WHAT TO DO> Give again, exactly and without pictures, the lines running from the line with "of the telegraph" to the end of the records below.

★ ★ ★ ★

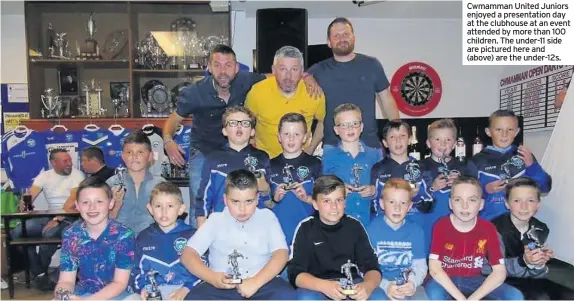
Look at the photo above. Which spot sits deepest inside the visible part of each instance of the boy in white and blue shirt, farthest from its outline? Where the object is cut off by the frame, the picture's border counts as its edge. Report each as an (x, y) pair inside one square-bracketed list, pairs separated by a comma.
[(399, 243)]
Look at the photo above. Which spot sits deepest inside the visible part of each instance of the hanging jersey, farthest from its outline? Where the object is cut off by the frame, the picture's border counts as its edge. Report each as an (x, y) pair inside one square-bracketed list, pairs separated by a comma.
[(154, 135), (68, 140), (23, 157), (112, 148), (182, 137)]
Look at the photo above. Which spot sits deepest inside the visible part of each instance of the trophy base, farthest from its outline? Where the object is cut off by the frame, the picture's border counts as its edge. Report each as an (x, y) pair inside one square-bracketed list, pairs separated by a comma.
[(235, 280)]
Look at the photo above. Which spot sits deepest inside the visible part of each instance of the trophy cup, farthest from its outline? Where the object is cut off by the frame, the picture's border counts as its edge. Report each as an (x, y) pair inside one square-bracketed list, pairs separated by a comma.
[(356, 175), (534, 237), (413, 173), (233, 271), (404, 277), (288, 177), (251, 163), (51, 103), (347, 283), (63, 294), (153, 291), (91, 50)]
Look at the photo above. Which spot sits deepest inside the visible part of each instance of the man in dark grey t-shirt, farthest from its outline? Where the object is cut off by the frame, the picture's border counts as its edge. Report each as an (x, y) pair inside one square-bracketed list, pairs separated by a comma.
[(350, 77)]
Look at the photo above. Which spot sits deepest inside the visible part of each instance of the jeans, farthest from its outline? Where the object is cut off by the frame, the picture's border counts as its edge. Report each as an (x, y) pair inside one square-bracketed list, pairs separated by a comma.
[(467, 286), (40, 261), (196, 160), (306, 294)]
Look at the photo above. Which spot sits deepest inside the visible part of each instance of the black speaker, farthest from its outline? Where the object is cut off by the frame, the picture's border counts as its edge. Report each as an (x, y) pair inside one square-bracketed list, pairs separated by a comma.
[(278, 27)]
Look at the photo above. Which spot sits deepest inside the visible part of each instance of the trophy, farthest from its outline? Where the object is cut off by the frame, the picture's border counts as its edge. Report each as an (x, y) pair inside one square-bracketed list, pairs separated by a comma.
[(121, 172), (404, 277), (51, 102), (233, 271), (288, 177), (92, 50), (347, 283), (534, 237), (413, 173), (356, 175), (153, 291), (251, 163), (63, 294)]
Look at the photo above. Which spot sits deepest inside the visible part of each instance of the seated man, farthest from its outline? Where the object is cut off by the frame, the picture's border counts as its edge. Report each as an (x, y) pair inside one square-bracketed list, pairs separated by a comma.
[(59, 185), (326, 243), (243, 241)]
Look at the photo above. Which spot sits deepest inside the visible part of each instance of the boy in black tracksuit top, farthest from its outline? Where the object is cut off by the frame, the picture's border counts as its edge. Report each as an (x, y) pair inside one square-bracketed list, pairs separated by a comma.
[(324, 242), (526, 267)]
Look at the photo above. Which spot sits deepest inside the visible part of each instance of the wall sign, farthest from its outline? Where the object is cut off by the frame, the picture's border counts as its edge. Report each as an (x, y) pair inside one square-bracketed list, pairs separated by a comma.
[(417, 88)]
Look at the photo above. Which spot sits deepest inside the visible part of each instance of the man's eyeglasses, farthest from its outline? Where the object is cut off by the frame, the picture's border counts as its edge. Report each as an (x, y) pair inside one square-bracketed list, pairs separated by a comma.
[(351, 124), (236, 123)]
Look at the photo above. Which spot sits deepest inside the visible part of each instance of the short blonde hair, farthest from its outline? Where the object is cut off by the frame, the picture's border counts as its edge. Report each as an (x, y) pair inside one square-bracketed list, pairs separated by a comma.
[(399, 184)]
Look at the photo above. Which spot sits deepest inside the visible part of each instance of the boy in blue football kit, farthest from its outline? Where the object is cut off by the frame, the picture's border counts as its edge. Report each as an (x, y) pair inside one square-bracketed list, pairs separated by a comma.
[(159, 246), (399, 243), (502, 161), (352, 161), (238, 127), (292, 175), (398, 164)]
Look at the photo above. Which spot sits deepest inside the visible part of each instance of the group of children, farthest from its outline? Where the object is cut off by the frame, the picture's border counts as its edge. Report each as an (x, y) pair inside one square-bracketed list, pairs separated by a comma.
[(293, 226)]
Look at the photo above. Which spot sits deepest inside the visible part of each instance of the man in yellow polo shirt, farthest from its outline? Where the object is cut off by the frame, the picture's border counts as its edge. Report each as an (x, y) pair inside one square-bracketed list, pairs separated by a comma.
[(283, 93)]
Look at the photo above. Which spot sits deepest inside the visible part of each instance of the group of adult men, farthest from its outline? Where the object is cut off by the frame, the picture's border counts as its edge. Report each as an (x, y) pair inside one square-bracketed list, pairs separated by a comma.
[(347, 77)]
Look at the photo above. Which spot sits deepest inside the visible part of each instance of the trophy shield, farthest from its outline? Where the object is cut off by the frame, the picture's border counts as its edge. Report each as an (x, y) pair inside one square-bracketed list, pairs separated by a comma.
[(356, 172), (233, 270), (288, 177), (347, 283), (153, 290)]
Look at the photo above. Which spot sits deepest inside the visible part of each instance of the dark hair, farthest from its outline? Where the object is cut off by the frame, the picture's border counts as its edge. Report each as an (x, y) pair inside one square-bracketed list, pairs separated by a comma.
[(56, 151), (94, 152), (396, 124), (240, 179), (138, 137), (293, 118), (501, 113), (166, 188), (327, 184), (339, 20), (521, 182), (223, 49), (93, 182), (238, 109), (467, 180)]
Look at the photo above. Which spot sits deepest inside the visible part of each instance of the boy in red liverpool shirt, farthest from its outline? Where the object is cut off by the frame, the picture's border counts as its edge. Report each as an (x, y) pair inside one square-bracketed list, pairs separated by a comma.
[(461, 243)]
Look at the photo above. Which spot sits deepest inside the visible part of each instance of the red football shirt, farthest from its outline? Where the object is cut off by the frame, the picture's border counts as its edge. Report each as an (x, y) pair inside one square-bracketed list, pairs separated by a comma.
[(463, 254)]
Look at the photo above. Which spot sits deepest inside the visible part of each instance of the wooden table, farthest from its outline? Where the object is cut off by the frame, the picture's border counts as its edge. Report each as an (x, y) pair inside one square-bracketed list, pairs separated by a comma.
[(26, 241)]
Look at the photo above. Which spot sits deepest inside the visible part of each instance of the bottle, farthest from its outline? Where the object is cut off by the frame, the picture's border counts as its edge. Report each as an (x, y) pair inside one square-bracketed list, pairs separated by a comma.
[(478, 145), (414, 145), (460, 148)]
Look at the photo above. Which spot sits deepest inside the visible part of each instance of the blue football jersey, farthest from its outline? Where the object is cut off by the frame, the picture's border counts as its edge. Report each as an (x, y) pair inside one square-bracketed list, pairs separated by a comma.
[(23, 157), (113, 147), (68, 140)]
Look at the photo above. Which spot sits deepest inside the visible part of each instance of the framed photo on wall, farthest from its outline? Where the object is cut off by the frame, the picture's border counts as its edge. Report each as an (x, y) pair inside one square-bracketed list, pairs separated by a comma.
[(68, 80)]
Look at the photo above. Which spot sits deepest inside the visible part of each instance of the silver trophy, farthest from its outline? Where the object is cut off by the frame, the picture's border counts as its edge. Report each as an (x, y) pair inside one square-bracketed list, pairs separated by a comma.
[(533, 234), (52, 103), (404, 276), (356, 172), (251, 163), (121, 173), (413, 173), (347, 283), (233, 270), (288, 177)]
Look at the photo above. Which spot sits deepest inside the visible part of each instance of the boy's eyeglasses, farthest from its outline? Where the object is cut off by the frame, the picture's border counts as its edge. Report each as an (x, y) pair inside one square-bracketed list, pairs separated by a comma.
[(348, 125), (236, 123)]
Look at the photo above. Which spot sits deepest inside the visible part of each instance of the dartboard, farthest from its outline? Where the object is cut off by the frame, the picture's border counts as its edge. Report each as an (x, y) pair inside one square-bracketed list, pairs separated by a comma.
[(416, 88)]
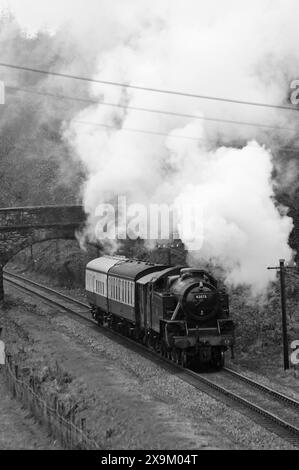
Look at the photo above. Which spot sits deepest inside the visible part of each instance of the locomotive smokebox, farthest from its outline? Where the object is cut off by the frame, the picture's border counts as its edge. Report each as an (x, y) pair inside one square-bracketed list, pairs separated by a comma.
[(197, 294)]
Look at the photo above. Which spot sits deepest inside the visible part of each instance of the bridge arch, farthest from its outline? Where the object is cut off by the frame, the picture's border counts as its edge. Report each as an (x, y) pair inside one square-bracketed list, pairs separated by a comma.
[(24, 226)]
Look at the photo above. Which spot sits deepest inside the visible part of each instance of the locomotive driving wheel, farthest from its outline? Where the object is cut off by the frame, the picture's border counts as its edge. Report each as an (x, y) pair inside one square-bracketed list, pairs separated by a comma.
[(175, 355)]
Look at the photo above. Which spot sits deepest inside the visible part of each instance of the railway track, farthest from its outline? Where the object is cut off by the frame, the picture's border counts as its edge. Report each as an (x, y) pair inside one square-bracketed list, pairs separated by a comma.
[(275, 411)]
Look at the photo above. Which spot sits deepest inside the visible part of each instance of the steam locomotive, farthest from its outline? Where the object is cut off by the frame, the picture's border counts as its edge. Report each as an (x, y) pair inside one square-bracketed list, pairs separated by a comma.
[(178, 311)]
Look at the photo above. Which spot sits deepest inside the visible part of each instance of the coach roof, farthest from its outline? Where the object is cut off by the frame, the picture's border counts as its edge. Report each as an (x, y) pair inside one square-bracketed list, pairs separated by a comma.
[(104, 263), (133, 269)]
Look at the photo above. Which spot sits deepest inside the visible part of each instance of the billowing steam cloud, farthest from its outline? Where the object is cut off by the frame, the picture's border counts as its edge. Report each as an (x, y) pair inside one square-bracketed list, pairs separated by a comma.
[(226, 49)]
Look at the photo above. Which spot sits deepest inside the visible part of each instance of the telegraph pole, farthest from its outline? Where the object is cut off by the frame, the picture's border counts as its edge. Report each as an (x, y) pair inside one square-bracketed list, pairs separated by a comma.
[(282, 268)]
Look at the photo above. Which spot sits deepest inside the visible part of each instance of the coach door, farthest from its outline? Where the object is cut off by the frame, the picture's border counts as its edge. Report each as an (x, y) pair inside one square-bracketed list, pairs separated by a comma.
[(149, 291)]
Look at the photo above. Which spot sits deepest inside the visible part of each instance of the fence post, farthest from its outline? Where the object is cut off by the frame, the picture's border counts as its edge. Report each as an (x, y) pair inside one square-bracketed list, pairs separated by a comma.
[(83, 429)]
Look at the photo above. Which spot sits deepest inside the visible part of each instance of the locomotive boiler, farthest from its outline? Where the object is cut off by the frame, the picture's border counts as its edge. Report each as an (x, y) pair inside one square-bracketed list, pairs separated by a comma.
[(179, 312)]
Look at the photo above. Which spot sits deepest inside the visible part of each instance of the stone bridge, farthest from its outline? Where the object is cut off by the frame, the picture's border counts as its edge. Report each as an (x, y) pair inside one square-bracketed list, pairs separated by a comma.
[(23, 226)]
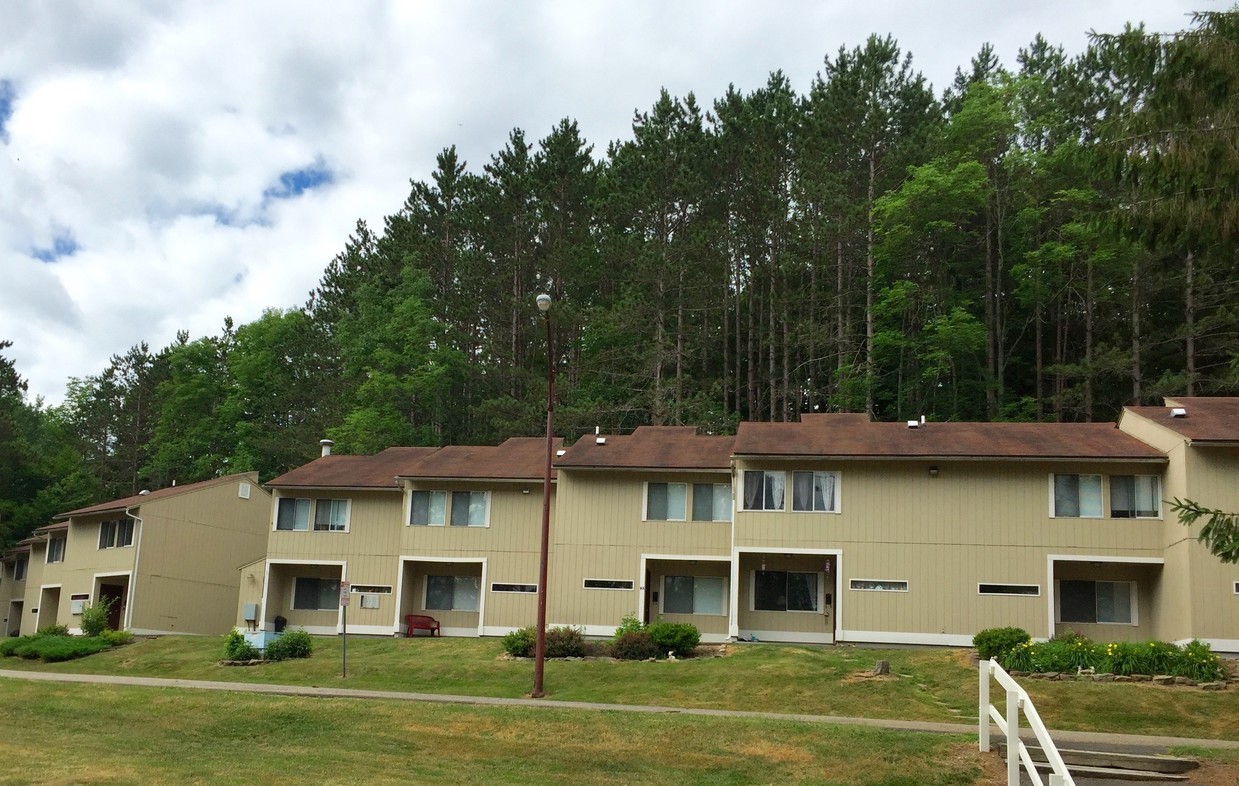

★ ★ ★ ★

SOLUTION>
Look at the photo above. Which spot sits deepest inside the visible part of each instance of the telegraph pole, farthest from its outline? Where the object is cut off by the frame, the picture's border counts as its edge. Report each as an (x, y) pair inside one square-bracketed list, pairs separated by a comma.
[(282, 268)]
Look at the photo above. Which spot sits deepest inside the visible part of each instance of the coach door, farthest from its outline? Where the object is cut off by the frame, the picture's border counts as its edge. Report each as an (x, y) pair inside one square-bracketed list, pairs separated by a comma.
[(149, 291)]
Look at the photo above. Which spot sits deepest inside the visible part of each instance of the fence post, farthest from its outline? Where the object is cut off by the frame, the picture's border counts as its edge. Report each as an (x, y) pair inside one square-bracketed list, pairs separated by a comma.
[(83, 429)]
Look at the photo above. Which spot sits deepest inside the visible part of each instance of the locomotive boiler, farthest from its outline? Where the object is cut off by the frame, the picture's border counts as its edge. Report each as an (x, y) pair inside one square-bracketed list, pairs separated by a comma.
[(179, 312)]
Look at the photo above. Which spot sits deepest inside the visible part of each instance of the stone bridge, farthest from its outline? Where the object is cut off by the frame, the picture's border counts as its edge. Report each as an (x, y) pair inside one square-bracketed list, pairs separated by a comma.
[(23, 226)]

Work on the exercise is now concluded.